### Excerpted text
********

Good luck with Krunkett.


----------



## lonnie5000

Thats Awesome!!! Congrats!


----------



## Renegade5399

Dude, ****, I leave for like 2 days and this happens. Wow, I gotta stop doing that. CONGRATS MAN!!!


----------



## gonX

Quote:


Originally Posted by *Niko-Time*
*A*va *M*arie....(whats your surname, does it begin with a *D*)









Thats what i thought at the start. Intel Fanboys would say: *A*va *M*arie (is) *D*oomed

*EDIT*

Gosh, forgot to congratulate you







Congratulations Krunk!


----------



## Krunk_Kracker

Here ya go dudes.....

I know what some of you may think.....but this is the prettiest little girl in the world


----------



## Ropey

Great picture Krunk. Congrats again. She's a real sweetie.









R


----------



## Krunk_Kracker

Quote:


Originally Posted by *Ropey*
Great picture Krunk. Congrats again. She's a real sweetie.









R

Ehh...maybe I should make it a bit smaller, lol.

Thanks alot man


----------



## Chozart

awww... cute!

********

### Data excerpt
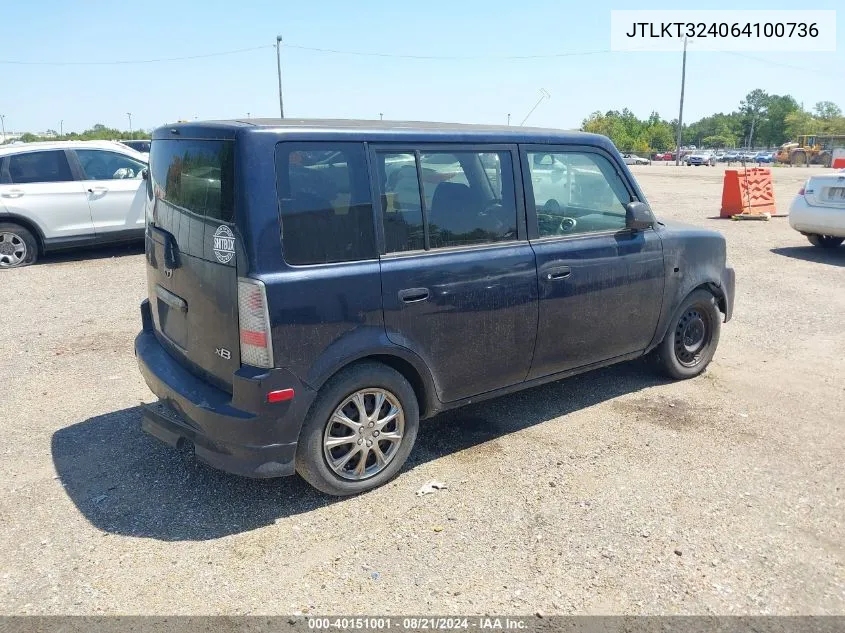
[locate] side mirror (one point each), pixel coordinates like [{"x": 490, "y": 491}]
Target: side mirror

********

### Exercise directions
Transcribe the part of the forum thread starting at "Thats Awesome!!! Congrats!" and ending at "that. CONGRATS MAN!!!".

### Solution to the exercise
Thats Awesome!!! Congrats!


----------



## Renegade5399

Dude, ****, I leave for like 2 days and this happens. Wow, I gotta stop doing that. CONGRATS MAN!!!